▶ _SOURCE RECORDS_
::::::

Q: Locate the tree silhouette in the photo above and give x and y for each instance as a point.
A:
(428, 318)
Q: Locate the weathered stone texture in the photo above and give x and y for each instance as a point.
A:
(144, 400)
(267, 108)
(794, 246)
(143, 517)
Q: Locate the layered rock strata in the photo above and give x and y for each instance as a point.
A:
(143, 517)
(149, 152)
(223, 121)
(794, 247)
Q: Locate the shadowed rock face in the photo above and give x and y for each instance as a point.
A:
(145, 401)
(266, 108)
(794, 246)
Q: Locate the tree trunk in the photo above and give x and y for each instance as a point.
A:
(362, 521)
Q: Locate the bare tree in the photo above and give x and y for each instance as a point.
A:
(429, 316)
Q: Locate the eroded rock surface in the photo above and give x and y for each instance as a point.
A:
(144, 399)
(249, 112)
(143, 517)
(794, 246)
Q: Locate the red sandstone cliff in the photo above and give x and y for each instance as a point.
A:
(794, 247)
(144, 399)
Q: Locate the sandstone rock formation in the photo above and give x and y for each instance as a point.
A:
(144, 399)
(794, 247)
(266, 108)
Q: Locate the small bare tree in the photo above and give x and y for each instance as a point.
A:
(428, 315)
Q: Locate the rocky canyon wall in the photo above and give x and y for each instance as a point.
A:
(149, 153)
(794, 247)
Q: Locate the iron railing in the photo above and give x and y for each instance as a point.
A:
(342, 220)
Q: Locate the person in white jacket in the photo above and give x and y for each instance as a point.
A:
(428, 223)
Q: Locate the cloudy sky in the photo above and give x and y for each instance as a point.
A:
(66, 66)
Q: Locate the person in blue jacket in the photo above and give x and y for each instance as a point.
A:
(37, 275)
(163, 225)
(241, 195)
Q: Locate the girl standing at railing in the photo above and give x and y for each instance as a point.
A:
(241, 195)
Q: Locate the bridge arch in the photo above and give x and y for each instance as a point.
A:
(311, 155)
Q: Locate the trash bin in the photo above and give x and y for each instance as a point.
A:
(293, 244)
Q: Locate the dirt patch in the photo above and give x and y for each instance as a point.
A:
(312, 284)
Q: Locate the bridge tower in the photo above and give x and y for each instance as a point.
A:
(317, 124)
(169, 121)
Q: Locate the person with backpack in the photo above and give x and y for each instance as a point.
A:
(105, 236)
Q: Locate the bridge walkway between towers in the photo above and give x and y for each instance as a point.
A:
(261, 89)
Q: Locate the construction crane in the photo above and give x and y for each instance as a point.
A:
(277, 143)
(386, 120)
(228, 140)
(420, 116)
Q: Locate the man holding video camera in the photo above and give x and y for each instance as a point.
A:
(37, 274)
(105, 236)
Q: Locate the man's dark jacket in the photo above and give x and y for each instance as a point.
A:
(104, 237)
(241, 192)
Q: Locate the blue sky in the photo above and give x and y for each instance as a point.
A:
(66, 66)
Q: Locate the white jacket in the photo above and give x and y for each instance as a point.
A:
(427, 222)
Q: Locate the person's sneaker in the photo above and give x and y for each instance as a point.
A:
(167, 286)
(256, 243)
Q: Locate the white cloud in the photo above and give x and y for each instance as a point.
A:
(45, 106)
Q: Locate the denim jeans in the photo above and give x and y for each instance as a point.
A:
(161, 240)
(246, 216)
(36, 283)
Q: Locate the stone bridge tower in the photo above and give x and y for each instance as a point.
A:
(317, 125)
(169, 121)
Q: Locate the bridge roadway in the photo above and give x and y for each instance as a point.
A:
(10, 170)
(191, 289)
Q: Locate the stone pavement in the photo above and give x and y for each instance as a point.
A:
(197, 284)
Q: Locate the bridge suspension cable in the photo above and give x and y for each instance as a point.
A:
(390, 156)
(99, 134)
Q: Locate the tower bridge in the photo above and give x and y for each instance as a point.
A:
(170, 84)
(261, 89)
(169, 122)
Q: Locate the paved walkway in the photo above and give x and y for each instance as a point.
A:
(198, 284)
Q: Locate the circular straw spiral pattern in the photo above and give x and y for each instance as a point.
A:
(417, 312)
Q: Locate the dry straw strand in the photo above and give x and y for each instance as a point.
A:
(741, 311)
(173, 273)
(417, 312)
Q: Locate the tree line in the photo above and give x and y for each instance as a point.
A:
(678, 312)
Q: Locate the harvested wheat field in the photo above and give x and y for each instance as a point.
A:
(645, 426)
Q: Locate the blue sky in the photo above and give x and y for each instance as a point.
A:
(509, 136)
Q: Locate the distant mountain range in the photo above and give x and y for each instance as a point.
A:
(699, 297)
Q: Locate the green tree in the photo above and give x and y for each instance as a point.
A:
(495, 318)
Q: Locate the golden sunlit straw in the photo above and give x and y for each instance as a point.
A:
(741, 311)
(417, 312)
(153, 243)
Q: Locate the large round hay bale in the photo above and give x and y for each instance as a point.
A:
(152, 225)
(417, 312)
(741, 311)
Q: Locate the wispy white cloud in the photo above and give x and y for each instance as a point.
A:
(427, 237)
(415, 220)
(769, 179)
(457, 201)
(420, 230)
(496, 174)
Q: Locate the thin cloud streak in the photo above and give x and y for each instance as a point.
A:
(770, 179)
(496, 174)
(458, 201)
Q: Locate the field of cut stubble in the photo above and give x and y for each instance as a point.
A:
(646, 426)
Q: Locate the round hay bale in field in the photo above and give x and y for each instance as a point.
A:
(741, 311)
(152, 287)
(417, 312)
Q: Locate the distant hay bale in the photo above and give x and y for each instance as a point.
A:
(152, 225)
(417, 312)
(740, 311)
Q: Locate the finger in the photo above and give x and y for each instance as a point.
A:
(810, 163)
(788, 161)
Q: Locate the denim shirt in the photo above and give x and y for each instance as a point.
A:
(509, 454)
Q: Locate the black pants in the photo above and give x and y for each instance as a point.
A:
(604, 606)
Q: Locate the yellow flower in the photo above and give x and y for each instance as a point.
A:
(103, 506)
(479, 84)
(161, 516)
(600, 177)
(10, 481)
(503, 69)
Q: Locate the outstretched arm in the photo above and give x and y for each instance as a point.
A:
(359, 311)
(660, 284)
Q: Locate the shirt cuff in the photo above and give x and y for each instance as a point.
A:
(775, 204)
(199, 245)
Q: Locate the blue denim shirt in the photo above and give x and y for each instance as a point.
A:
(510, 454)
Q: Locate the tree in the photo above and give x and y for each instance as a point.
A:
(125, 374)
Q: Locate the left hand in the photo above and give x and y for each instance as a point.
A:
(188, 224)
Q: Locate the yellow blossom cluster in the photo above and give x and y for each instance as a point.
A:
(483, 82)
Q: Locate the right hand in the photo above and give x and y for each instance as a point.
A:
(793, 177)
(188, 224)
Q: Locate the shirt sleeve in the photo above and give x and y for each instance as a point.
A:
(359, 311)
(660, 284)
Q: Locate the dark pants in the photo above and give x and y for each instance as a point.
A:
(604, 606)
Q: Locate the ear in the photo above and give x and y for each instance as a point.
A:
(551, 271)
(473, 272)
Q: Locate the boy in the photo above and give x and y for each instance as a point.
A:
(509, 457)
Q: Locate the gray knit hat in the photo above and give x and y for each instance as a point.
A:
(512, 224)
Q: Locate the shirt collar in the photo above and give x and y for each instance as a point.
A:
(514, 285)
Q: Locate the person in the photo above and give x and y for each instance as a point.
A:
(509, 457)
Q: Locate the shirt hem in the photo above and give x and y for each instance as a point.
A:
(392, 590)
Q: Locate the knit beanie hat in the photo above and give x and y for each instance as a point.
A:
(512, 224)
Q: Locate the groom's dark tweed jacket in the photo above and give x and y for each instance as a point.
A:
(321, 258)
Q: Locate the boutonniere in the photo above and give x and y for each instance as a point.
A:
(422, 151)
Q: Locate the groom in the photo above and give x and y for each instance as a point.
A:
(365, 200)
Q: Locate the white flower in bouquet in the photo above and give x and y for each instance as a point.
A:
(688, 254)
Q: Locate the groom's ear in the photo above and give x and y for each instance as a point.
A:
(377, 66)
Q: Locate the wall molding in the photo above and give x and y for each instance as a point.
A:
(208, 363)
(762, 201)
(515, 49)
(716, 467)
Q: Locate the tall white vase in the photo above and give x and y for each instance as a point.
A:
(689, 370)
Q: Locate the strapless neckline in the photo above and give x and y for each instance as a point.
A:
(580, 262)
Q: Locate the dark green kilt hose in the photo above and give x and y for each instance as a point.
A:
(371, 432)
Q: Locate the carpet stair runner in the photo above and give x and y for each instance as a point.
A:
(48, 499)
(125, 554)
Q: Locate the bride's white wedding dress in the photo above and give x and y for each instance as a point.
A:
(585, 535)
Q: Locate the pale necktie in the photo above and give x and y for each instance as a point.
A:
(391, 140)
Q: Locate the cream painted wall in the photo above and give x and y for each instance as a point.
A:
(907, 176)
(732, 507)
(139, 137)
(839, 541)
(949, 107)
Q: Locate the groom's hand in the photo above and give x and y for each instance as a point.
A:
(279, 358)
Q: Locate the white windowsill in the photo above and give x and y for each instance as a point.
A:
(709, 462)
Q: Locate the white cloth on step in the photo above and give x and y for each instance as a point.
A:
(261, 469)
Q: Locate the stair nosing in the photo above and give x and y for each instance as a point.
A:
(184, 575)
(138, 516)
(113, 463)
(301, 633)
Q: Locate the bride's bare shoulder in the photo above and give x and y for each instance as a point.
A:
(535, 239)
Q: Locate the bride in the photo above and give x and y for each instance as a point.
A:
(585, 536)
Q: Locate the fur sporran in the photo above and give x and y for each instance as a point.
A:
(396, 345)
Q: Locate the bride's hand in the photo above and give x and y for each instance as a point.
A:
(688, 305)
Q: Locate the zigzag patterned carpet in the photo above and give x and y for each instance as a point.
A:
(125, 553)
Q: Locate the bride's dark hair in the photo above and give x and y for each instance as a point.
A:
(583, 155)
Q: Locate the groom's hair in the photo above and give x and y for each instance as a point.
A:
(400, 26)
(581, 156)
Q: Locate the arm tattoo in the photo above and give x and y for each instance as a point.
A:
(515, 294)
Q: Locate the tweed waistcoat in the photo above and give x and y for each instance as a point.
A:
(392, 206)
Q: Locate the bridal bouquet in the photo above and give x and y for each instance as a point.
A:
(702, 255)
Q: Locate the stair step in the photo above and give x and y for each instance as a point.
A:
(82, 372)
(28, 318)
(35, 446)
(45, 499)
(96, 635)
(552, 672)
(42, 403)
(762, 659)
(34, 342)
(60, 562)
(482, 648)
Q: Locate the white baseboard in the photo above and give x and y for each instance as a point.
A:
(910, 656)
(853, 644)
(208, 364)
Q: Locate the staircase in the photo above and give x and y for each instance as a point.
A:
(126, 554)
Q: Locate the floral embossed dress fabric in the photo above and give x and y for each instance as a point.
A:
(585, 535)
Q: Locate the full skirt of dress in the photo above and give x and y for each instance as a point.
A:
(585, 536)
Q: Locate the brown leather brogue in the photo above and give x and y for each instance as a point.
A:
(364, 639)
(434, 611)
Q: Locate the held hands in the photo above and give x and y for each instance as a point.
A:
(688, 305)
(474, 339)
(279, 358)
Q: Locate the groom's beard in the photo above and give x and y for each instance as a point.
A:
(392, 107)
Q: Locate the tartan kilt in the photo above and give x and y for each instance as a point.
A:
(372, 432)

::::::

▶ _ACTION ITEM_
From the entries above, copy every line where the word "person" shows up.

▶ _ANSWER FOR THIS EXERCISE_
Q: Locate the person in white jacket in the photo above and give x and y for each instance as a point.
Q: Locate the person in blue jacket in the photo above and give x and y for each instance as a point.
Q: Locate the person with backpack in the photo above and give x and y for each instance as a point.
Q: Locate the person's sneaker in the photo above and give x and y for each instance as a point.
Q: Locate the person in the photo above and give x and y for each instance as a point.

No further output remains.